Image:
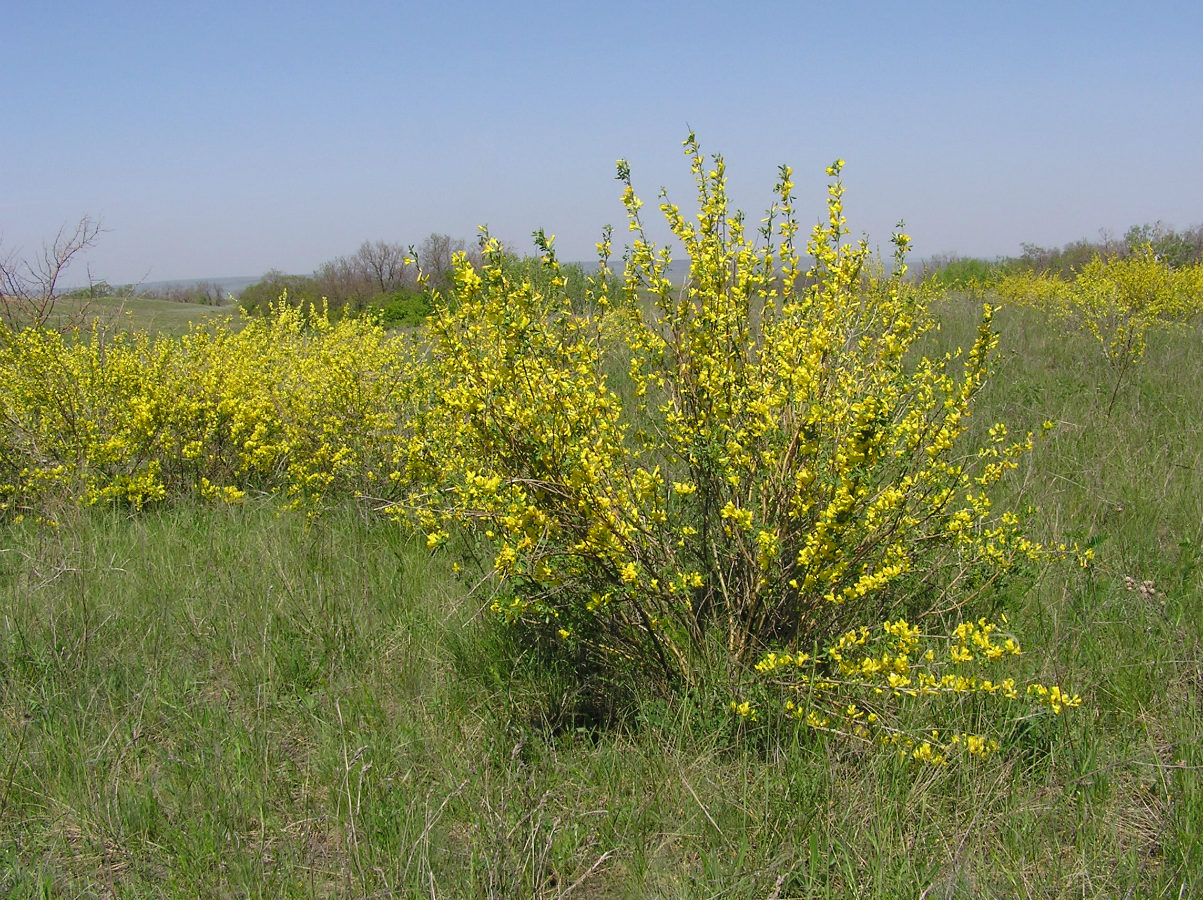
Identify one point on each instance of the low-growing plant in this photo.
(1116, 301)
(291, 403)
(758, 463)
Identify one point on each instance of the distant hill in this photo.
(229, 284)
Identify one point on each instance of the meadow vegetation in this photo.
(794, 580)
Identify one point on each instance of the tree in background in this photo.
(29, 288)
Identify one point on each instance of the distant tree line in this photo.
(383, 279)
(1177, 248)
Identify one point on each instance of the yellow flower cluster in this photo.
(756, 454)
(294, 403)
(863, 685)
(1116, 301)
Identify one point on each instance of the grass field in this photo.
(231, 702)
(153, 314)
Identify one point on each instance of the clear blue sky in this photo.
(226, 138)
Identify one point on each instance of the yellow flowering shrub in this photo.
(1114, 300)
(291, 403)
(758, 460)
(865, 682)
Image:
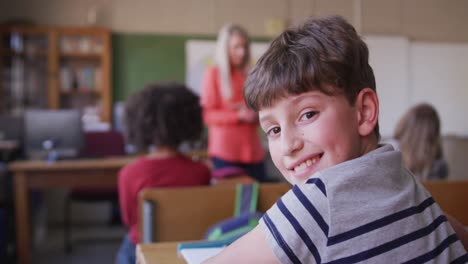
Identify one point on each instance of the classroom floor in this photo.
(91, 244)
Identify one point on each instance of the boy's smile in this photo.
(311, 132)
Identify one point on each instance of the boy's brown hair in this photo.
(320, 53)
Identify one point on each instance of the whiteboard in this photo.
(440, 77)
(199, 55)
(406, 73)
(388, 57)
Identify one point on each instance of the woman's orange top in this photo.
(228, 138)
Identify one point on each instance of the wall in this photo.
(428, 20)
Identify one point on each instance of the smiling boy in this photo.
(352, 200)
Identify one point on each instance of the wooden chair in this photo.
(452, 196)
(177, 214)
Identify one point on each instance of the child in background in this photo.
(352, 201)
(418, 137)
(162, 116)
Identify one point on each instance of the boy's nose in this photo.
(291, 144)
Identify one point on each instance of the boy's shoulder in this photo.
(355, 207)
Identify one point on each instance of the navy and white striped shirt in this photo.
(366, 210)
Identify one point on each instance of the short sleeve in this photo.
(296, 227)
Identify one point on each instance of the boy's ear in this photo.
(367, 107)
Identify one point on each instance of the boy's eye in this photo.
(308, 115)
(273, 131)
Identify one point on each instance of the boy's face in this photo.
(310, 132)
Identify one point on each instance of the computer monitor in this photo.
(62, 127)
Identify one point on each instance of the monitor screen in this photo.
(61, 127)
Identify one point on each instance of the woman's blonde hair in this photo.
(222, 56)
(418, 133)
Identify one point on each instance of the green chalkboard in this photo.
(141, 58)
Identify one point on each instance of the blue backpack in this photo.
(245, 218)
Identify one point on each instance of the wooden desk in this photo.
(61, 174)
(158, 253)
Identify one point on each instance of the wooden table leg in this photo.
(23, 239)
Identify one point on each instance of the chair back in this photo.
(452, 197)
(178, 214)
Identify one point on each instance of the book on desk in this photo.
(199, 251)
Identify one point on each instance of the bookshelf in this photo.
(56, 67)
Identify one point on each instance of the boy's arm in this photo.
(251, 248)
(460, 230)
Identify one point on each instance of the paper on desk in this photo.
(198, 255)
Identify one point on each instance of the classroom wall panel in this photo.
(388, 56)
(432, 20)
(382, 16)
(254, 15)
(164, 16)
(439, 75)
(435, 20)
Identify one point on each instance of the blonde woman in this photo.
(233, 138)
(418, 136)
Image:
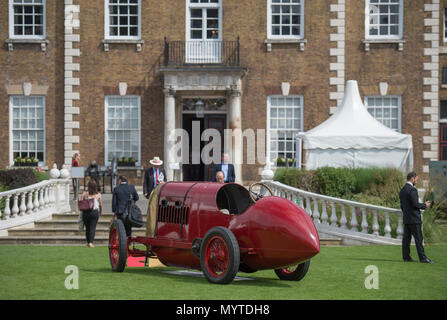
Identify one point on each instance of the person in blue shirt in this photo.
(226, 168)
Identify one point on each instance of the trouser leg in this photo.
(406, 240)
(86, 219)
(93, 221)
(127, 225)
(418, 239)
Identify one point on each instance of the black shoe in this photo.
(427, 261)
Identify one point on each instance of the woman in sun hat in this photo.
(153, 176)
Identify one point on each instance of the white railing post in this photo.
(324, 216)
(354, 223)
(387, 228)
(375, 223)
(333, 215)
(30, 205)
(36, 200)
(7, 211)
(316, 212)
(308, 206)
(22, 204)
(15, 207)
(364, 221)
(41, 200)
(343, 220)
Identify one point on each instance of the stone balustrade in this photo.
(34, 202)
(343, 214)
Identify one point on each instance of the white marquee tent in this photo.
(351, 137)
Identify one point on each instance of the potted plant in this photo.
(18, 162)
(131, 162)
(280, 162)
(34, 162)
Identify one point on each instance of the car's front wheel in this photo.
(293, 273)
(118, 246)
(219, 255)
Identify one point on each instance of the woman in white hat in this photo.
(153, 176)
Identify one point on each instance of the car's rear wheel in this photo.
(219, 255)
(118, 246)
(293, 273)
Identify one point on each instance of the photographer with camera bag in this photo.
(120, 202)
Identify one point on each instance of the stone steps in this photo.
(62, 229)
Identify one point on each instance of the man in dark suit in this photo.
(153, 176)
(120, 198)
(411, 208)
(226, 168)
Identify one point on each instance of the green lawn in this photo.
(30, 272)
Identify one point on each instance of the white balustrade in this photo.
(316, 212)
(353, 222)
(375, 223)
(22, 204)
(306, 198)
(324, 215)
(333, 215)
(387, 228)
(15, 207)
(364, 221)
(343, 220)
(27, 204)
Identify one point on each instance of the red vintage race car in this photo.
(222, 229)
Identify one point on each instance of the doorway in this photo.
(196, 169)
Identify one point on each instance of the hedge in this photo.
(19, 178)
(379, 186)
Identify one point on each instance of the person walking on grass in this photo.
(120, 200)
(411, 209)
(91, 217)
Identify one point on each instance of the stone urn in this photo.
(64, 172)
(55, 173)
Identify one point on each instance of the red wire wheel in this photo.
(118, 246)
(219, 255)
(293, 273)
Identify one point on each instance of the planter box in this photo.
(17, 164)
(126, 164)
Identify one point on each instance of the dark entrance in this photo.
(201, 171)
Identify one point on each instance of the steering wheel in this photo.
(259, 190)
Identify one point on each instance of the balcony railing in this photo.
(193, 52)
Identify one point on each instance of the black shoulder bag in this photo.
(133, 212)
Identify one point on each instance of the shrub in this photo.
(279, 175)
(17, 178)
(336, 182)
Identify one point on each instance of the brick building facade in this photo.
(116, 77)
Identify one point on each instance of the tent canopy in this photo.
(351, 136)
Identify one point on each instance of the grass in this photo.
(30, 272)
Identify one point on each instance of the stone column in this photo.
(234, 114)
(169, 132)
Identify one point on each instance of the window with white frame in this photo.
(284, 121)
(387, 110)
(122, 19)
(285, 19)
(123, 134)
(203, 20)
(27, 123)
(384, 19)
(27, 19)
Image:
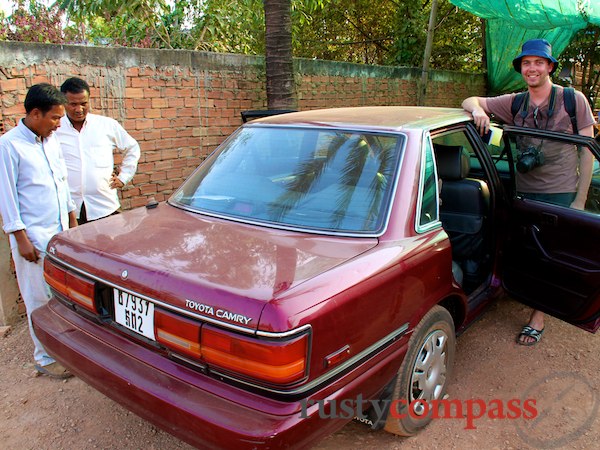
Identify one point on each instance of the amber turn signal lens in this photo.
(177, 333)
(74, 287)
(279, 362)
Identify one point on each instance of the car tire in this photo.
(423, 374)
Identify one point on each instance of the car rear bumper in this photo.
(194, 407)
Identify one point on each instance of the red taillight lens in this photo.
(177, 333)
(272, 361)
(76, 288)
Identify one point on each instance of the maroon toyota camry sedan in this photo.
(315, 269)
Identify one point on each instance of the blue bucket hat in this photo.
(536, 47)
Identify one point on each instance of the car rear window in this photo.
(315, 179)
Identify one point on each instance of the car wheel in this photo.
(424, 373)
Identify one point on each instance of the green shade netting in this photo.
(511, 23)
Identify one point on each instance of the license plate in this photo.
(134, 313)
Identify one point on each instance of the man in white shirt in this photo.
(88, 142)
(35, 201)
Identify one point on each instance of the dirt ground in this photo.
(560, 374)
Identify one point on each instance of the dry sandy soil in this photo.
(560, 374)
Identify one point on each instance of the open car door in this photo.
(551, 260)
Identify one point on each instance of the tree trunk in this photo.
(279, 64)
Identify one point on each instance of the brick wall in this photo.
(180, 105)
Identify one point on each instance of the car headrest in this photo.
(453, 161)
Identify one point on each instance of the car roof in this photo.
(390, 118)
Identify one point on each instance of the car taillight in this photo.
(280, 362)
(177, 333)
(70, 285)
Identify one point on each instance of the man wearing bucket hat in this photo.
(543, 107)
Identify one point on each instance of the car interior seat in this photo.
(463, 211)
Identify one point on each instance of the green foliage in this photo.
(584, 52)
(32, 21)
(385, 32)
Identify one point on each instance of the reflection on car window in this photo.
(319, 179)
(429, 201)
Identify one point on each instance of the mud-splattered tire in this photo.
(424, 373)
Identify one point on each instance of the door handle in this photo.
(535, 231)
(549, 219)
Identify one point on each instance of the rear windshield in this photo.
(315, 179)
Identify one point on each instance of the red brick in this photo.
(13, 84)
(134, 93)
(159, 103)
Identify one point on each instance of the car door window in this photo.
(429, 192)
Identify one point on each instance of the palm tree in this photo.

**What to produce:** Rewrite the data from the line containing "Identify one point on each instance of the red brick" through the end of the data, replacing "palm tree" with "banana plant" and leaving everything else unchanged.

**Solved problem:**
Identify one point on each instance of the red brick in this photo.
(13, 84)
(134, 93)
(159, 103)
Identify one point on each instance of the car door window in this photo.
(429, 192)
Identify one point on each instance of the banana plant in this photo.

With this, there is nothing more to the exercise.